The primary purpose of this study was to determine whether positional profiling is possible for elite ice hockey players by examining anthropometric characteristics and physiological performance. In addition, performance ranges and percentiles were determined for each position (forwards, defensemen, and goalkeepers) on all dependent variables.

Methods:

A retrospective, cross-sectional study design was used with performance data from ice hockey players (mean age = 18.0 ± 0.6 years) attending the 2001 (n = 74), 2002 (n = 84), and 2003 (n = 92) Combines. Four anthropometric characteristics and 12 performance tests were the dependent variables. A 3 × 3 (position × year) 2-way ANOVA was used to determine whether any significant interactions were present. No significant interactions were observed, so the data were collapsed over the 3-year period and positional characteristics were analyzed using a 1-way ANOVA.

=== Dataset ===
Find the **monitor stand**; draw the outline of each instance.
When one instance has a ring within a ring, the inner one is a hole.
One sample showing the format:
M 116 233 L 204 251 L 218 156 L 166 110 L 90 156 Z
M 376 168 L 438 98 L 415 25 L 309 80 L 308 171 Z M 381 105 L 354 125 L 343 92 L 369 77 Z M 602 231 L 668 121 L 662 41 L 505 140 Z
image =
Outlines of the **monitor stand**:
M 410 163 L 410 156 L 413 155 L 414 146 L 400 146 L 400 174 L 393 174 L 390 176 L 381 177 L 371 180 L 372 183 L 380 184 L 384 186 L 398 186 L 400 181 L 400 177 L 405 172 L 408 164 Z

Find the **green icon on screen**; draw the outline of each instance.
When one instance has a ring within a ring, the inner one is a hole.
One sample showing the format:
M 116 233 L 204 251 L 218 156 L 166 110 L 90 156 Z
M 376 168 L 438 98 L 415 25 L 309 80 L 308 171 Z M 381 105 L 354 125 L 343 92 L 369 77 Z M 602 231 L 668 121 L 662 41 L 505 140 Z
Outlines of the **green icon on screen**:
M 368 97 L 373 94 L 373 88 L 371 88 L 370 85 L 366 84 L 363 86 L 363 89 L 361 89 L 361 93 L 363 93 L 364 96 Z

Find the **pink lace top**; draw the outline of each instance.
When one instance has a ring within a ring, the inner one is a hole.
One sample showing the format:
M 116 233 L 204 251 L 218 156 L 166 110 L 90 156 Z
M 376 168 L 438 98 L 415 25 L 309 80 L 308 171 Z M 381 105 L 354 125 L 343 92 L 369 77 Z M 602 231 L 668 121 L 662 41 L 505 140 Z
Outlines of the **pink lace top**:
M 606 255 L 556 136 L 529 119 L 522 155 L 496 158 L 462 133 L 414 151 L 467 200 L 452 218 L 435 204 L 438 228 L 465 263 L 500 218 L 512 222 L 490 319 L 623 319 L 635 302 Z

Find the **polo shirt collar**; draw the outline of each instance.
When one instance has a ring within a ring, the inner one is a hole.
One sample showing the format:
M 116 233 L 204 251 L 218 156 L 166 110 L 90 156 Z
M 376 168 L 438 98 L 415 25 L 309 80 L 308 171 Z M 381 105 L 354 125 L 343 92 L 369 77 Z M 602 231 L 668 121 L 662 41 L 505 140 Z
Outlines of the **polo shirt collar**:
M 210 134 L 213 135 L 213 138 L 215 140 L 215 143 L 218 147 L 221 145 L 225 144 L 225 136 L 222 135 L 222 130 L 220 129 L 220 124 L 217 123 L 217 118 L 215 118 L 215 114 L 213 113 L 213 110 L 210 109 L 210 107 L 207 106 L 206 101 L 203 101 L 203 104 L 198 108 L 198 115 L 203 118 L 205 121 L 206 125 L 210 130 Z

=== Things to do ===
[a] In the ice hockey study excerpt, what kind of study design was used?
[b] For each statement, say whether it agrees with the ice hockey study excerpt, and quote the deciding words. (i) Performance ranges and percentiles were determined for forwards, defensemen, and goalkeepers. (ii) The 2-way ANOVA showed significant interactions between position and year. (iii) The study used 12 anthropometric characteristics as dependent variables.

=== Responses to the tasks ===
[a] A retrospective, cross-sectional study design.

[b]
(i) Yes: "performance ranges and percentiles were determined for each position (forwards, defensemen, and goalkeepers)"
(ii) No: "No significant interactions were observed"
(iii) No: "Four anthropometric characteristics and 12 performance tests were the dependent variables"